• _EXERCISE PROMPT_
Copy everything from the first of these lines down through the line containing "[0,154,83,209]", changing each "Query" to "Label" and keeping the rest unchanged.
....
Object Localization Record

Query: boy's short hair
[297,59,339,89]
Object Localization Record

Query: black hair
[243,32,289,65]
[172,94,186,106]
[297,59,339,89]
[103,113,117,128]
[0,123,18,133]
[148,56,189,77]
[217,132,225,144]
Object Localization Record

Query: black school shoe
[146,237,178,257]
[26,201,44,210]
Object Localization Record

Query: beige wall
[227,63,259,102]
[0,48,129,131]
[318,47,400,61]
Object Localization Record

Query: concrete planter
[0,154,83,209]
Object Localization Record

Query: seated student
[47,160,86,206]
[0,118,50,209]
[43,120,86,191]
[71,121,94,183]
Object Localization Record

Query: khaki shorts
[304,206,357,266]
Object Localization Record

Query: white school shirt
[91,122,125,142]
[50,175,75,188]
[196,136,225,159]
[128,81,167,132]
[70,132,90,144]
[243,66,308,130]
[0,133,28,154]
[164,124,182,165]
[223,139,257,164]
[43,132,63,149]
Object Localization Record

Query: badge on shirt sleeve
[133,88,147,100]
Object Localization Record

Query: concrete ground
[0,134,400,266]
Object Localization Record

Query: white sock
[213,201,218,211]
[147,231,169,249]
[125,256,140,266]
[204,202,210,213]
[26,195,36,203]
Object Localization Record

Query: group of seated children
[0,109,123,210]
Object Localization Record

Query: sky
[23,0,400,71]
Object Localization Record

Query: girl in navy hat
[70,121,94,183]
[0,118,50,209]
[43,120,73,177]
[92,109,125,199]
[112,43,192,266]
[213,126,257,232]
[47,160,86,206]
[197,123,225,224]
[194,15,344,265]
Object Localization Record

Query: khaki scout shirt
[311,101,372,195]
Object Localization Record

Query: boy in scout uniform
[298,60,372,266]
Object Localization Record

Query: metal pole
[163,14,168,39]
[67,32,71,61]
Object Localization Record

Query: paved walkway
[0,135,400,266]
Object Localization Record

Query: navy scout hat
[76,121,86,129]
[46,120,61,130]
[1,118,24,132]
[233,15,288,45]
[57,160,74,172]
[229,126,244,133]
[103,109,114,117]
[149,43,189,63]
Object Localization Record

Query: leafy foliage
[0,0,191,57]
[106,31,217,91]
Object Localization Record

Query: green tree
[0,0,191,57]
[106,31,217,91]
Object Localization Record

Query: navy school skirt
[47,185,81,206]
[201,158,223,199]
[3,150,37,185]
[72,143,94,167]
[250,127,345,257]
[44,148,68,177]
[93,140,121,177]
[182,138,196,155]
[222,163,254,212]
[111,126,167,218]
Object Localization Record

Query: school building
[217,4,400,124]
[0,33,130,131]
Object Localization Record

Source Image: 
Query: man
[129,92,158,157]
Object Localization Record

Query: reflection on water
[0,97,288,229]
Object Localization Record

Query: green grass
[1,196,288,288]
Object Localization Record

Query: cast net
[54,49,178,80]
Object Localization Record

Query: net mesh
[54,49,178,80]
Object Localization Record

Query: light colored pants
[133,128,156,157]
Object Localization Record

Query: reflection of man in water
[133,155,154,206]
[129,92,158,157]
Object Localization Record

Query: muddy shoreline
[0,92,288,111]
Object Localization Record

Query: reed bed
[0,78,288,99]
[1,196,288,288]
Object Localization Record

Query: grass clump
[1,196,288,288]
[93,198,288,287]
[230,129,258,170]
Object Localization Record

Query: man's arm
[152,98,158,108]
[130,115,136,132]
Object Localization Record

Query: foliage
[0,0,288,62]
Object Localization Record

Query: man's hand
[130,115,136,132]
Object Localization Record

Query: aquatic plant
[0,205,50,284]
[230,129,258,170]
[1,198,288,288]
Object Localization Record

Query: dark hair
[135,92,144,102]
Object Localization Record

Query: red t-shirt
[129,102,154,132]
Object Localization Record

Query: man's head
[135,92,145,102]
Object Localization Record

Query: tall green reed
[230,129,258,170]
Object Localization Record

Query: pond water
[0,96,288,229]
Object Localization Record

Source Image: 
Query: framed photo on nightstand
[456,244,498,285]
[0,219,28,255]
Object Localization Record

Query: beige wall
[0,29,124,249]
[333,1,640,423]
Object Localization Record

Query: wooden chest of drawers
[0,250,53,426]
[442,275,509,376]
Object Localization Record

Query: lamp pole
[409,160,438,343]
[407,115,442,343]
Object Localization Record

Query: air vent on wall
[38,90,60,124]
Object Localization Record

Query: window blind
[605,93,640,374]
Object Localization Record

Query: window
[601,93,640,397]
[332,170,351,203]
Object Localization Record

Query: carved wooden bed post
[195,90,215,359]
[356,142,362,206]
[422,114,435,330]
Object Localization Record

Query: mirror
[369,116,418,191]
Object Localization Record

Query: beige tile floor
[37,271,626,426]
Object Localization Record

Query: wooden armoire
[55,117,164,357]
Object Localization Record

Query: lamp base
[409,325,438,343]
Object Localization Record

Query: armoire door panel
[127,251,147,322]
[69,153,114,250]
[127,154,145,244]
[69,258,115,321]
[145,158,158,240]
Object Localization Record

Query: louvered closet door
....
• _OUTPUT BELOW_
Object Localization Record

Label: boy's short hair
[297,59,339,89]
Object Localization Record

Label: black hair
[243,32,289,65]
[172,94,186,106]
[297,59,339,89]
[103,113,117,128]
[0,123,18,133]
[148,56,189,77]
[217,132,225,144]
Object Localization Record

Label: black school shoe
[146,237,178,257]
[26,201,44,210]
Object Localization Record

Label: beige wall
[227,63,259,102]
[0,48,129,131]
[318,47,400,61]
Object Localization Record

Label: concrete planter
[0,154,83,209]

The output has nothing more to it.